**Problems and tasks:**
[1] In the Polkadot wallet extension guide, which hardware wallet is given as an example?
[2] In the Polkadot wallet extension guide, write out the passage from "We highly recommend" to "web apps directly.", replacing "web apps" with "websites".

**Extract to read:**
Install a Wallet Extension for Polkadot

We highly recommend any of the wallet extensions listed here. Please only use the official links to download them.

Together with a hardware wallet (e.g., Ledger), a compatible extension is the best way to manage your accounts, as it has many advantages:

  • It provides better security than using web apps directly.
  • Your browser won't "forget" your accounts if its cookies are cleared.
  • All these extensions recognize all known Polkadot scams and alert you when you access a phishing site. This will help you protect yourself and your funds.

How to identify scams


You should never share your mnemonic phrase with anyone or enter it on websites. If you do, consider that account compromised and act on it as soon as possible.

You should be aware of the different strategies scammers use to try and trick users. Here we have listed some tips to help you identify these methods and how to avoid them. It's not an exhaustive list, so always follow the recommendations from the previous section to keep your mnemonic phrase and passwords safe. 

And, most importantly, always think before you act!

**Raw data:**
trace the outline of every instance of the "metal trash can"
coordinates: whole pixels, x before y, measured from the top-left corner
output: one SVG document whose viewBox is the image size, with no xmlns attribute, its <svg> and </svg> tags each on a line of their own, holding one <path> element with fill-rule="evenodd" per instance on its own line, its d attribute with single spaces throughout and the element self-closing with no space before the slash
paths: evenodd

**Per-task answers:**
[1] Ledger

[2]
We highly recommend any of the wallet extensions listed here. Please only use the official links to download them.

Together with a hardware wallet (e.g., Ledger), a compatible extension is the best way to manage your accounts, as it has many advantages:

  • It provides better security than using websites directly.